• Your task: In how many lines of the listing below does the word "fixture" occur? Say only the number.

Segment Start: Provided data

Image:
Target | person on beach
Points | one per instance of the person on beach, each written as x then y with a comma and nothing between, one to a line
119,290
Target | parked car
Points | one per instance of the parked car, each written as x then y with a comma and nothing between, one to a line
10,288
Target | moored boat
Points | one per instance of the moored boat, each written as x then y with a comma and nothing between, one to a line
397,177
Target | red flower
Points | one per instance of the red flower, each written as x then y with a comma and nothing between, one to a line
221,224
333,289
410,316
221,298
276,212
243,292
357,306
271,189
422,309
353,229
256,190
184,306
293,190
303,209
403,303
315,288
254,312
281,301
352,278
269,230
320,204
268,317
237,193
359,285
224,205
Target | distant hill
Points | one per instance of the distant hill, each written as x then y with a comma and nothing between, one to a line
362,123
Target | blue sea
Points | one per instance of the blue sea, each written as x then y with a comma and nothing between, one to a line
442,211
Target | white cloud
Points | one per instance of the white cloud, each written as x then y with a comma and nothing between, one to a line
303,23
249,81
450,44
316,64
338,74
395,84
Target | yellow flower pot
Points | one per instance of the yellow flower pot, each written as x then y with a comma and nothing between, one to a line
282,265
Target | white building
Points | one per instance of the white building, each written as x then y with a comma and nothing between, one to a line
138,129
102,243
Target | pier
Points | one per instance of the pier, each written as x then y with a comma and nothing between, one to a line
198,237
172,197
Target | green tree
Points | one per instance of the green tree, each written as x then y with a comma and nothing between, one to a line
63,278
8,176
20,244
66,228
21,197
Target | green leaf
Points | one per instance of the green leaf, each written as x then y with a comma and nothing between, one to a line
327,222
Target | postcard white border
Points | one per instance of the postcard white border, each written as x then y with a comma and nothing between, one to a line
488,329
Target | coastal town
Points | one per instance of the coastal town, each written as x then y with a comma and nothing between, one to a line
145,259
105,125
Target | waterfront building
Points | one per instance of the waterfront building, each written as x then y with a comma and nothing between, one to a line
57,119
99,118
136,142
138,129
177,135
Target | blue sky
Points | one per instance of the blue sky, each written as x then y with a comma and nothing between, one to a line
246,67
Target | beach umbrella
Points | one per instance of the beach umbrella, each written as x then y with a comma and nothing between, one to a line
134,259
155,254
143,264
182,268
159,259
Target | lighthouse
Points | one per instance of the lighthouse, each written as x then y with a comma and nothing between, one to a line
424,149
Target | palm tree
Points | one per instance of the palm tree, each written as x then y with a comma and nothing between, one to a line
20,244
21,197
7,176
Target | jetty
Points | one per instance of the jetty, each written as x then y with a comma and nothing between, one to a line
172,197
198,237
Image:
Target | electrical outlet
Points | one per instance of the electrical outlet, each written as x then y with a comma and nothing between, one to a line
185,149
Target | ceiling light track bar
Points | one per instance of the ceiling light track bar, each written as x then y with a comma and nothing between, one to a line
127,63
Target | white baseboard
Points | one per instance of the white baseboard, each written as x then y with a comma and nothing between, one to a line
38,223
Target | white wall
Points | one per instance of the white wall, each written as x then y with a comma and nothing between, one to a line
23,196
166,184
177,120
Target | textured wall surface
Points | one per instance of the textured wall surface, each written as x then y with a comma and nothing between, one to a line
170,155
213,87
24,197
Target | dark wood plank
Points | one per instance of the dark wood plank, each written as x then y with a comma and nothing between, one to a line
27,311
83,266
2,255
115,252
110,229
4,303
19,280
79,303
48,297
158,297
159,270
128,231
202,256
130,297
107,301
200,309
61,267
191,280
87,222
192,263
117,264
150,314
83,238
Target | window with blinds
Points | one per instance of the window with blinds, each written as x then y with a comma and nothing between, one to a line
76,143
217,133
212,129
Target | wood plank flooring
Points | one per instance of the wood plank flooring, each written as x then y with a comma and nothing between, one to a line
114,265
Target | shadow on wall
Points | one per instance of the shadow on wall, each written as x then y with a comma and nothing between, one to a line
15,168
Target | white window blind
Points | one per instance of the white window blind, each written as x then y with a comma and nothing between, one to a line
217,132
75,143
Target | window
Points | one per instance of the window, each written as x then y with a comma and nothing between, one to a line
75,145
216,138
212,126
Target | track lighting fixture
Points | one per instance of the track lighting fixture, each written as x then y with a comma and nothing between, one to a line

Segment End: Provided data

• Exercise result: 2